Text excerpt
++++++

A health and safety inspector can visit if any of the work activities fall within any of the above four focus topics.  While business owners may think that if their primary activities are not listed above, this may not be the case.  Let’s take a look at what the health and safety inspectors will be looking for:

Falls from height – work on adjacent to fragile roofs and materials.  Fragile roofs and skylights are quite common in workplaces across the UK.  Inspectors will be asking the owners or duty holders of the premises how repair and maintenance work (such as gutter clearing) is carried out and checking existing equipment (such as rooftop demarcation barrier systems and rooftop access equipment).

Health risks – respirable silica dust.  Dust containing toxic respirable crystalline silica (RCS) is often produced during quite ordinary work operations like chasing brickwork, block cutting and cutting concrete floors.  The UK HSE has published detailed guidance on controlling this type of dust (and we’ve published several articles on the dangers of construction dust).  Inspectors will be checking whether there is any work going on (however insignificant) that may generate this type of dust and whether or not it is effectively controlled in accordance with guidelines.  This applies equally to routine tasks that create this type of dust (such as granite cutting) and inspectors will focus on checking that adequate controls are in place.

Duty to manage asbestos.  Any building constructed before the year 2000 (when the use of all asbestos was finally banned here in the UK) may contain asbestos.  Inspectors will check to ensure that the risk of asbestos in a building has been adequately assessed.  This will be the case whether an asbestos survey has been carried out and a management plan with the necessary monitoring has been put in place.  Inspectors will also seek out any minor construction work being undertaken that could breach the fabric of the building without carrying out a proper asbestos survey and putting effective controls in place.

Construction.  The construction sector is defines as including building construction, trades and civil engineering and is one of the riskiest sectors in which to work.  Despite stringent legislation and a steady decrease in injury statistics in recent years, fatal and major injury statistics are still high.  Inspectors will focus on key risk areas when carrying out inspections in the construction sector and will focus on exposure to asbestos, silica dust and paint and diesel exhaust fumes.  Exposure to dust, fumes, vapour or gases, the risk of dermatitis, noise and vibration and manual handling are all areas that will be inspected in detail in this sector.

++++++

Collected data
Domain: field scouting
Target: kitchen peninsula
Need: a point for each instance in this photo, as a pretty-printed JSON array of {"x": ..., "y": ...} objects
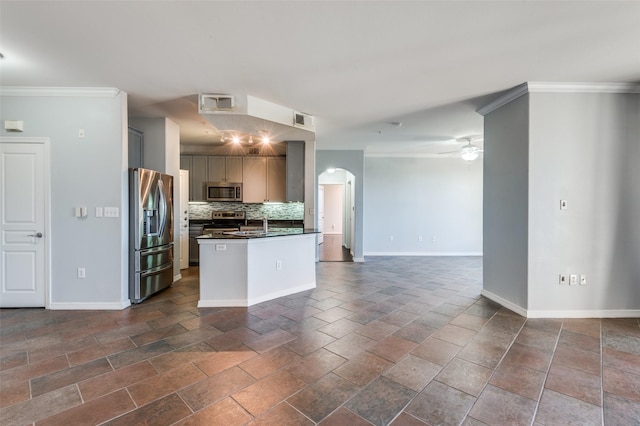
[{"x": 246, "y": 268}]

++++++

Action item
From the health and safety inspection text above, extract the passage between "Health risks –" and "are in place.", inclusive.

Response to this exercise
Health risks – respirable silica dust.  Dust containing toxic respirable crystalline silica (RCS) is often produced during quite ordinary work operations like chasing brickwork, block cutting and cutting concrete floors.  The UK HSE has published detailed guidance on controlling this type of dust (and we’ve published several articles on the dangers of construction dust).  Inspectors will be checking whether there is any work going on (however insignificant) that may generate this type of dust and whether or not it is effectively controlled in accordance with guidelines.  This applies equally to routine tasks that create this type of dust (such as granite cutting) and inspectors will focus on checking that adequate controls are in place.